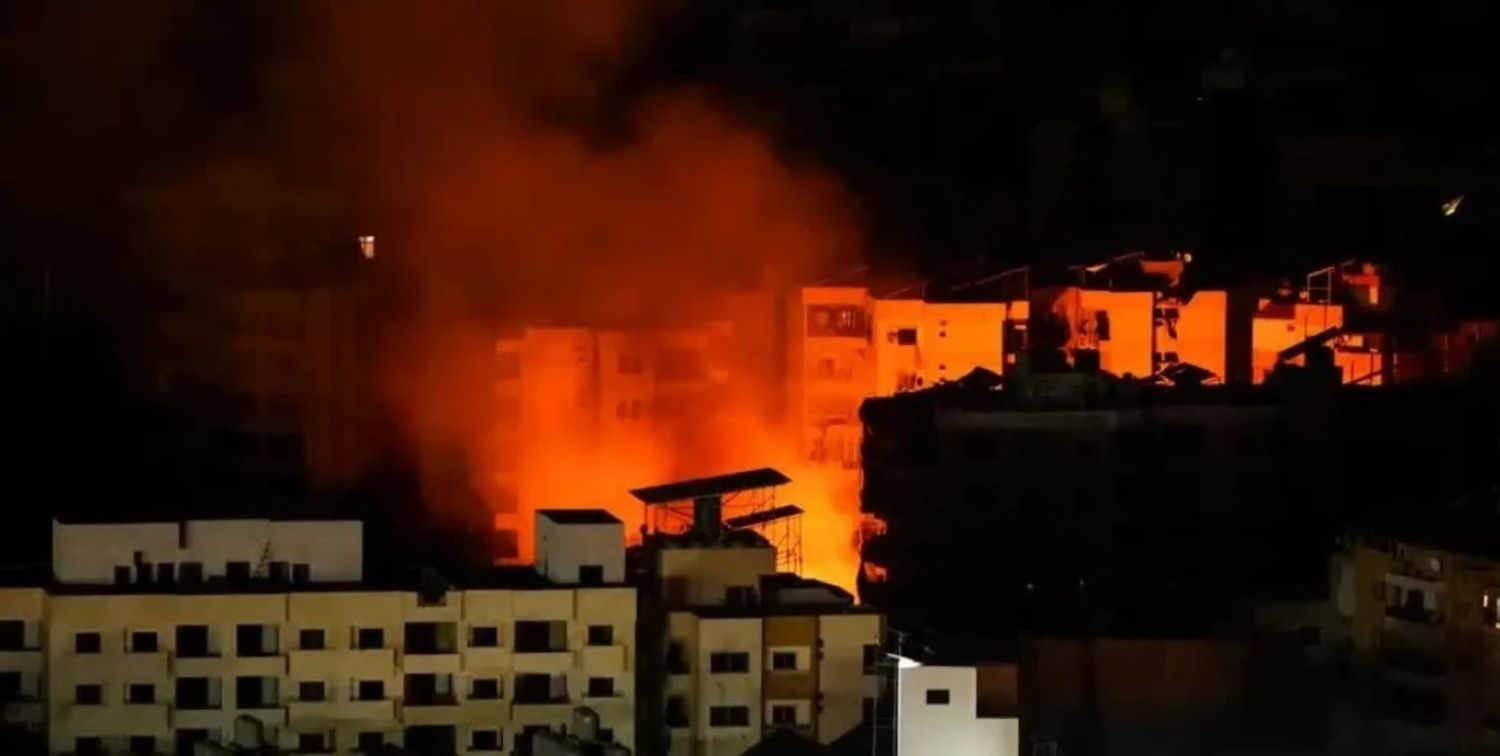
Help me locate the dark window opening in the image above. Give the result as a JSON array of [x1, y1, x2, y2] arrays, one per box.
[[354, 627, 386, 648], [470, 678, 500, 701], [131, 630, 158, 654], [125, 683, 156, 704], [174, 678, 218, 710], [771, 704, 797, 726], [354, 680, 386, 701], [588, 626, 615, 645], [74, 633, 101, 654], [708, 707, 750, 728], [578, 564, 605, 585], [470, 729, 500, 750], [708, 651, 750, 675], [297, 627, 327, 651], [588, 678, 615, 698], [470, 627, 500, 648], [177, 626, 209, 659], [74, 684, 104, 707]]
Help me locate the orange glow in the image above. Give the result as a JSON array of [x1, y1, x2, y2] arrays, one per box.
[[300, 0, 860, 597]]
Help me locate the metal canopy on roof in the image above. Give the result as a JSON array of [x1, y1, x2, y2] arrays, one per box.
[[630, 468, 792, 504], [725, 504, 803, 530]]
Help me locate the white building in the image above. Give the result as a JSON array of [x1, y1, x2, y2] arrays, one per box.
[[0, 512, 636, 755], [896, 657, 1020, 756]]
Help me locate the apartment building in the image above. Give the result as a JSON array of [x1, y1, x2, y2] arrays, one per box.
[[891, 657, 1022, 756], [1332, 494, 1500, 753], [633, 474, 884, 756], [0, 510, 636, 755]]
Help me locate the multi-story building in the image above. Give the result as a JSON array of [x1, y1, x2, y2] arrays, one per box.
[[0, 510, 636, 755], [1332, 495, 1500, 753], [633, 471, 884, 756], [893, 657, 1022, 756]]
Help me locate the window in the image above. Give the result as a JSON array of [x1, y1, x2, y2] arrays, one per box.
[[708, 707, 750, 728], [297, 680, 327, 701], [74, 684, 104, 707], [177, 626, 209, 659], [176, 678, 219, 710], [578, 564, 605, 585], [234, 624, 276, 657], [588, 626, 615, 645], [125, 683, 156, 704], [470, 678, 500, 701], [131, 630, 156, 654], [771, 704, 797, 725], [354, 627, 386, 648], [807, 305, 869, 338], [513, 672, 567, 704], [470, 729, 500, 750], [354, 680, 386, 701], [665, 696, 687, 728], [708, 651, 750, 675], [0, 672, 21, 704], [74, 633, 99, 654], [588, 678, 615, 698], [666, 641, 687, 675], [470, 627, 500, 648], [297, 732, 333, 753], [177, 563, 203, 585], [234, 677, 276, 708], [297, 627, 327, 651], [224, 561, 251, 582], [515, 620, 567, 654]]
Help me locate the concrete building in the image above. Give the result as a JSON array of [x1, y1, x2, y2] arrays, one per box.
[[0, 510, 636, 755], [1332, 492, 1500, 753], [633, 473, 884, 756], [896, 657, 1022, 756]]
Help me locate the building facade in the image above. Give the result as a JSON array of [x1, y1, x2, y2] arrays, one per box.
[[0, 512, 636, 755]]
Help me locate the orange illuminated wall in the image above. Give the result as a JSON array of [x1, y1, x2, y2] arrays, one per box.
[[1157, 291, 1229, 381]]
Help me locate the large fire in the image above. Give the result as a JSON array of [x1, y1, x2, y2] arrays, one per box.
[[298, 0, 860, 585]]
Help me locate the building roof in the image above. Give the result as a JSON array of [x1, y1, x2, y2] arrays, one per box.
[[630, 468, 792, 504], [725, 504, 803, 528], [537, 509, 620, 525]]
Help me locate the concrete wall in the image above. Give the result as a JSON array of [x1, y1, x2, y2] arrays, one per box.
[[53, 521, 365, 585], [896, 666, 1020, 756], [537, 513, 626, 585], [659, 546, 776, 606]]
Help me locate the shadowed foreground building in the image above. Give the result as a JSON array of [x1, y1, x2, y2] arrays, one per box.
[[0, 510, 636, 755]]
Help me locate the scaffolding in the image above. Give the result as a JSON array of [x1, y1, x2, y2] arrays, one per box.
[[630, 468, 803, 575]]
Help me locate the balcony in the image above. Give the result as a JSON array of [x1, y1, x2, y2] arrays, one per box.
[[287, 699, 396, 725], [579, 645, 626, 675], [510, 651, 573, 674], [287, 648, 396, 680], [62, 704, 168, 737]]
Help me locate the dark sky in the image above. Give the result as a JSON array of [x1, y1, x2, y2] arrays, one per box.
[[0, 0, 1500, 531]]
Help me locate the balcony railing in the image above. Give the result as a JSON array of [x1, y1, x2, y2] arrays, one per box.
[[1386, 605, 1443, 626]]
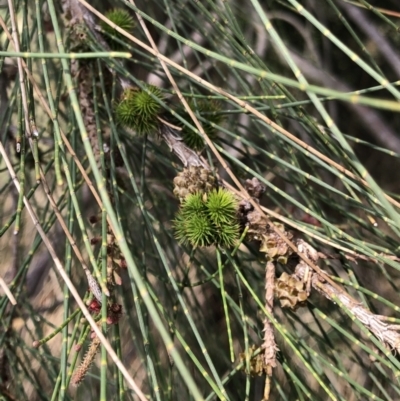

--------------------------------

■ **WHAT YOU SHOULD DO**: Rewrite all of the lines above with "Help me locate" replaced by "Show me" and everything else kept the same. Omit the pictures from your answer.

■ **THE REPLY**:
Show me the dark window opening in the image above. Give the result as a JSON array of [x1, y1, x2, y2] arrays, one per box.
[[354, 627, 386, 648], [470, 678, 500, 701], [131, 630, 158, 654], [125, 683, 156, 704], [174, 678, 218, 710], [771, 704, 797, 726], [354, 680, 386, 701], [588, 626, 615, 645], [74, 633, 101, 654], [708, 707, 750, 728], [578, 564, 605, 585], [470, 729, 500, 750], [708, 651, 750, 675], [297, 627, 327, 651], [588, 678, 615, 698], [470, 627, 500, 648], [177, 626, 209, 659], [74, 684, 104, 707]]
Show me the orange glow in the image above. Give the result as a JSON array of [x1, y1, x2, y2] arrays, one per box.
[[300, 0, 860, 597]]
Show me the metal canopy on roof in the image above. Give the result as a JSON array of [x1, y1, x2, y2] arrays, one per box.
[[630, 468, 792, 504], [725, 504, 803, 530]]
Show me the white building in the image above. Give the result as a JSON array of [x1, y1, x2, y2] arrays, one per box.
[[0, 512, 636, 755], [896, 657, 1020, 756]]
Show me the apartment building in the image above. Give the result as a JSON array of [x1, y1, x2, y2] arrays, one per box.
[[891, 657, 1022, 756], [1332, 494, 1500, 753], [633, 474, 884, 756], [0, 510, 636, 755]]
Show me the multi-story building in the image above. Give the result as a JSON array of [x1, y1, x2, y2] arrays, one per box.
[[0, 510, 636, 755], [1332, 495, 1500, 753], [633, 471, 884, 756], [893, 657, 1022, 756]]
Show me the window in the image above. Give the result as a JSON array of [x1, y1, x2, y2] arrays, one per box.
[[708, 707, 750, 728], [297, 680, 327, 701], [74, 684, 104, 707], [177, 626, 209, 659], [176, 678, 219, 710], [578, 564, 605, 585], [234, 624, 276, 657], [588, 626, 615, 645], [125, 683, 156, 704], [470, 678, 500, 701], [131, 630, 156, 654], [771, 704, 797, 725], [354, 627, 386, 648], [807, 305, 869, 338], [513, 672, 567, 704], [470, 729, 500, 750], [354, 680, 386, 701], [665, 696, 687, 728], [708, 651, 750, 675], [0, 672, 21, 704], [74, 633, 99, 654], [588, 678, 615, 698], [666, 641, 687, 675], [470, 627, 500, 648], [297, 732, 333, 753], [177, 563, 203, 585], [234, 677, 276, 708], [297, 627, 327, 651], [224, 561, 251, 582], [515, 620, 567, 654]]
Show me the concrete building in the image above. Give the result as a JSON array of [x1, y1, x2, y2] arrays, one per box.
[[0, 510, 636, 755], [1332, 492, 1500, 753], [633, 473, 884, 756], [896, 657, 1022, 756]]
Show me the building facade in the image above. Give the result as a JSON array of [x1, y1, x2, y2] arrays, one per box.
[[0, 512, 636, 755]]
Show me the orange illuminated wall in the image above. Give the result as a JSON array of [x1, y1, x2, y2] arrays, one per box.
[[1157, 291, 1229, 381]]
Show me the large fire in the image above. Give the result as a JSON array of [x1, y1, x2, y2] arrays, one per box.
[[298, 0, 860, 585]]
Show me the building roof in the image above. Give the result as a JSON array of [x1, y1, x2, y2] arrays, one per box.
[[630, 468, 792, 504], [725, 504, 803, 528], [537, 509, 620, 525]]
Show me the concrete wall in the image above. Give the result as a JSON array of [x1, y1, x2, y2] arrays, one per box.
[[53, 521, 365, 585], [896, 666, 1020, 756], [537, 513, 626, 585], [659, 546, 776, 606]]
Show me the shadowed foreground building in the image above. Give the result as a JSON array of [x1, y1, x2, y2] arrays, one per box.
[[0, 510, 636, 755]]
Show me the scaffolding in the image above. Give the result as a JSON array of [x1, y1, x2, y2] arrays, one per box.
[[630, 468, 803, 575]]
Show me the balcony in the image above. Give the result as a JSON array of [x1, y1, x2, y2] arrays, one per box.
[[287, 699, 396, 725], [579, 645, 626, 675], [510, 651, 573, 674], [287, 648, 396, 680], [62, 704, 168, 737]]
Show me the dark sky in the image above. Give the result as a JSON array of [x1, y1, x2, y2] arrays, one per box.
[[0, 0, 1500, 531]]
Show me the balcony railing in the image above. Give the result as a JSON array of [x1, y1, x2, y2] arrays, one per box.
[[1386, 605, 1443, 626]]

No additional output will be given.